EXCERPTED PASSAGE:

Comment by perrygeo

Comment by perrygeo 3 days ago

4 replies

> Large language models (LLMs) are powerful but static; they lack mechanisms to adapt their weights in response to new tasks

The learning and inference process are entirely separate, which is very confusing to people familiar with traditional notions of human intelligence. For humans, learning things and applying that knowledge in the real world is one integrated feedback process. Not so with LLMs, we train them, deploy them, and discard them for a new model that has "learned" slightly more. For an LLM, inference is the end of learning.

Probably the biggest misconception out there about AI. If you think LLMs are learning, it's easy to fantasize that AGI is right around the corner.

fspeech 3 days ago

Reinforcement learning can be used to refine LLM as shown by Deepseek.

  • perrygeo 3 days ago

    Everything I've read in the last 5 months says otherwise. Probably best described by the Apple ML group's paper call The Illusion of Thinking. It empirically works, but the explanation could just be that making the stochastic parrot squawk longer yields a better response.

    In any case, this is a far cry from what I was discussing. At best, this shows an ability for LLMs to "learn" within the context window, which should already be somewhat obvious (that's what the attention mechanism does). There is no global knowledge base or weight updates. Not until the content gets published, rescraped, and trained into the next version. This does demonstrate a learning feedback loop, albeit one that takes months or years, driven by external forces - the company that trains it. But it's way too slow to be considered intelligent, and it can't learn on its own without help.

    A system that truly learned, ie incorporated empirical data from its environment into its model of the world, would need to do this in millisecond time frames. Single celled organisms can do this. Where you at AGI?

    • throwaway314155 2 days ago

      > explanation could just be that making the stochastic parrot squawk longer yields a better response

      No one in the research and science communities ever said anything contrary to this and if they did they wouldn't last long (although i imagine many of them would find issue with your stochastic parrot reference).

      The apple paper has a stronger title than its actual premise. Basically they found that "thinking" definitely works but falls apart for problems of a certain difficulty and simply scaling "thinking" up doesn't help (for these harder problems)

      It never said "thinking" doesnt work. People are just combining the title with their existing prejudices to draw the conclusion the _want_ to see.

kovek 3 days ago

What if you can check if the user responds positively/negatively to the output, and then you train the LLM on the input it got and the output it produced?

ENTRIES PROVIDED:

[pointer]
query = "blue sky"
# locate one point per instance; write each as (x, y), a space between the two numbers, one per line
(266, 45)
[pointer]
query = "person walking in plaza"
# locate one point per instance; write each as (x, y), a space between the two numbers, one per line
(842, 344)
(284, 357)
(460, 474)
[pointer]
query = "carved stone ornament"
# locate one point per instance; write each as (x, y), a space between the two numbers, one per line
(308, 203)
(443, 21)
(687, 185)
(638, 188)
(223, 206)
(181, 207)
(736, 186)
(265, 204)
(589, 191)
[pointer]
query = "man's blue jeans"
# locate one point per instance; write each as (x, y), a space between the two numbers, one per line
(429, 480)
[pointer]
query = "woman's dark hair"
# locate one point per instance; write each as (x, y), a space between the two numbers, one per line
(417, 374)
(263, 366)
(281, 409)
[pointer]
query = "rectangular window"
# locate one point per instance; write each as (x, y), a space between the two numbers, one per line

INSTRUCTIONS:
1. In one to three sentences, explain why perrygeo, in the thread about LLM learning, does not accept the cycle of publishing, rescraping, and retraining as a sign of intelligence.
2. In the thread about LLM learning, what does fspeech say Deepseek showed?
The entries come from a different source than the thread about LLM learning.

SOLUTION SET:
1. That feedback loop takes months or years and is driven by external forces, namely the company that trains the model. It is far too slow to count as intelligent, and the model cannot learn on its own without help.

2. Reinforcement learning can be used to refine an LLM.